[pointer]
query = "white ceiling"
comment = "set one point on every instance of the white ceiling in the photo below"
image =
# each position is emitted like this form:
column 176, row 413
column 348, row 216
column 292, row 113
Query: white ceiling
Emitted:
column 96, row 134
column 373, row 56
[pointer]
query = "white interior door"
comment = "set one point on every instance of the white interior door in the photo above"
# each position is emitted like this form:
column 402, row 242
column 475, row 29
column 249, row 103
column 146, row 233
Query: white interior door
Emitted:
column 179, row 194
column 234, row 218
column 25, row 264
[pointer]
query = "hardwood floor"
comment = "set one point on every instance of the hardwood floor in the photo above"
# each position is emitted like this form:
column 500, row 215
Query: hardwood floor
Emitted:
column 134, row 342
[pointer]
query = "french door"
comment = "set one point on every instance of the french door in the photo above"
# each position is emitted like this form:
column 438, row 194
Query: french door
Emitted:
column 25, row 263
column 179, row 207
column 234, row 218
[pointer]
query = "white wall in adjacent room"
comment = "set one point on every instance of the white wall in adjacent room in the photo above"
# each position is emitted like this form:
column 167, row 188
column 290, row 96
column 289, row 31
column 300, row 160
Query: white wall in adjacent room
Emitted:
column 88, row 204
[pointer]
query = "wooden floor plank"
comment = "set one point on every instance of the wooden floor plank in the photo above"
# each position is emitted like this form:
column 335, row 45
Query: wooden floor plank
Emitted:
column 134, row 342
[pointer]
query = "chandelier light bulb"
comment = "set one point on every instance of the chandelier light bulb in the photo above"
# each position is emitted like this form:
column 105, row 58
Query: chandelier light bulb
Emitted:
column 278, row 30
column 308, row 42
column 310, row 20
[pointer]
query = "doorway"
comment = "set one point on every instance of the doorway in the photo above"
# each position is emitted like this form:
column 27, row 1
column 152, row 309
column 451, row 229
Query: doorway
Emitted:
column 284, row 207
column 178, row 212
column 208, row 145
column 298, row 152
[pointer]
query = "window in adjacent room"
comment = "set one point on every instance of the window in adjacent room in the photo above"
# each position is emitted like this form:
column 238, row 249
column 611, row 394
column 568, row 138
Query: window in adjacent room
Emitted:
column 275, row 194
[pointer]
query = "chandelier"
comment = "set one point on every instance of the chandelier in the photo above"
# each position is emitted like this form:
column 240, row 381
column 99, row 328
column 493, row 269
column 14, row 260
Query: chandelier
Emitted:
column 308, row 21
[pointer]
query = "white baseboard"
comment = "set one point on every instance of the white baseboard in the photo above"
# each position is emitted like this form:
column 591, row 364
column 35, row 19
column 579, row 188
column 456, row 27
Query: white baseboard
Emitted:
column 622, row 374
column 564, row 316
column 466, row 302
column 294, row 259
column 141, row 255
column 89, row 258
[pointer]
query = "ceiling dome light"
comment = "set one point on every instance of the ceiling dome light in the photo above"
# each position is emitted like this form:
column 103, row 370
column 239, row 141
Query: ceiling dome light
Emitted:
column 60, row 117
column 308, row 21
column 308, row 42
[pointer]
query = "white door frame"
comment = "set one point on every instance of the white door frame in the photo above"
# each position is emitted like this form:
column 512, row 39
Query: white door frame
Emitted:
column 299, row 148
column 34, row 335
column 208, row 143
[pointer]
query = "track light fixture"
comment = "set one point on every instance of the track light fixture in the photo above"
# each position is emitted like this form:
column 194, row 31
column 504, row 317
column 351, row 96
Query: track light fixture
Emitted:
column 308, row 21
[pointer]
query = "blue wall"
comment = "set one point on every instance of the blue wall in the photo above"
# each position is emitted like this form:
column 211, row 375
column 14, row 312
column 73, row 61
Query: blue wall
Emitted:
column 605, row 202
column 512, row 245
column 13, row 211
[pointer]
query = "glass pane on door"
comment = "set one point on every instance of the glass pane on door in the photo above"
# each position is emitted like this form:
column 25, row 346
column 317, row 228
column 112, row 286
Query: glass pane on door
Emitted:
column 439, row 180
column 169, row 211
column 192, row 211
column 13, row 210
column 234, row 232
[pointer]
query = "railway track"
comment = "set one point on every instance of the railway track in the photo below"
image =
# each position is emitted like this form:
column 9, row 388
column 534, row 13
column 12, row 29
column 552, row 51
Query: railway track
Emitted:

::::::::

Exercise instructions: If a line in the records has the word "bulb", copy that line.

Your solution:
query = "chandelier light bulb"
comment = "set one point on every instance of the chandelier light bulb in the photo above"
Query: chandelier light bulb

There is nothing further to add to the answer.